### Problem
The records below must be output exactly, without pictures.

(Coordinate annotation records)
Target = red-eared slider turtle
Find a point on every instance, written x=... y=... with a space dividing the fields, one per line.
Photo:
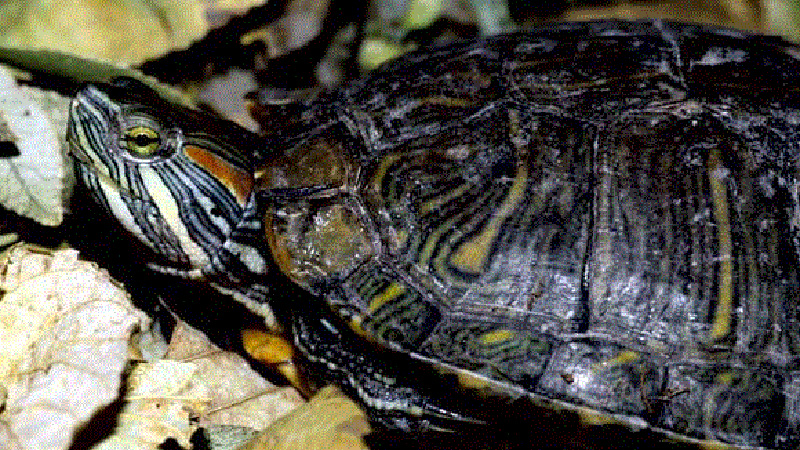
x=601 y=216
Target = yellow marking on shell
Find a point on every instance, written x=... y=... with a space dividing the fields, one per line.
x=357 y=325
x=239 y=182
x=724 y=378
x=716 y=445
x=445 y=101
x=496 y=336
x=380 y=173
x=436 y=203
x=390 y=293
x=471 y=256
x=471 y=381
x=622 y=358
x=168 y=209
x=589 y=417
x=723 y=315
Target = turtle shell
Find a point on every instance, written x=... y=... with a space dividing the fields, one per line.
x=606 y=214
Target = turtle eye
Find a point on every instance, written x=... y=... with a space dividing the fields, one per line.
x=141 y=141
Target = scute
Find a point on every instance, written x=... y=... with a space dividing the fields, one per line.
x=604 y=213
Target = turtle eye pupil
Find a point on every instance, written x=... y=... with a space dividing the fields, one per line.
x=141 y=141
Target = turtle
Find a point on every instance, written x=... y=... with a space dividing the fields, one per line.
x=597 y=217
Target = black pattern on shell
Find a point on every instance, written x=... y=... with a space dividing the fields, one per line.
x=605 y=214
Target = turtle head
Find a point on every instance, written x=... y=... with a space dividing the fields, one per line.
x=180 y=180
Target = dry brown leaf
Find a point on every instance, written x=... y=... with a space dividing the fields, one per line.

### Result
Target = red-eared slider turtle
Find a point on every instance, written x=... y=... with a space dividing the fields, one per line.
Photo:
x=601 y=216
Target = yellow marking on shell
Find a point on every instance, written x=... y=... with a space dividing the fields, one per line.
x=357 y=325
x=239 y=182
x=724 y=378
x=716 y=445
x=445 y=101
x=496 y=336
x=380 y=173
x=436 y=203
x=390 y=293
x=471 y=256
x=471 y=381
x=622 y=358
x=168 y=209
x=589 y=417
x=723 y=315
Target = turtle shell
Find a point on every instance, written x=... y=... with a space dividing the fields, one per line.
x=606 y=214
Target = turtle eye
Find a point on every instance, written x=... y=... with a space dividing the fields, one per line.
x=141 y=141
Target = scute
Find a point on every instance, written x=... y=... with a space dividing the fields, one per line.
x=604 y=213
Target = turtle eye pupil
Find a point on every instance, written x=... y=... with a space dividing the fields, one per line.
x=141 y=141
Target = turtle
Find a point on every instance, written x=... y=... with a space dividing the fields, one per line.
x=597 y=217
Target = black pattern on shell
Find a point on every instance, written x=... y=... with a space dividing the fields, one per line.
x=605 y=214
Target = turtle head
Find a point on every instance, written x=... y=... with a space dividing the fields, one per line.
x=180 y=180
Target = dry brown leaf
Find a point on every instance, written x=... y=... with a space dividing the fields, one per line.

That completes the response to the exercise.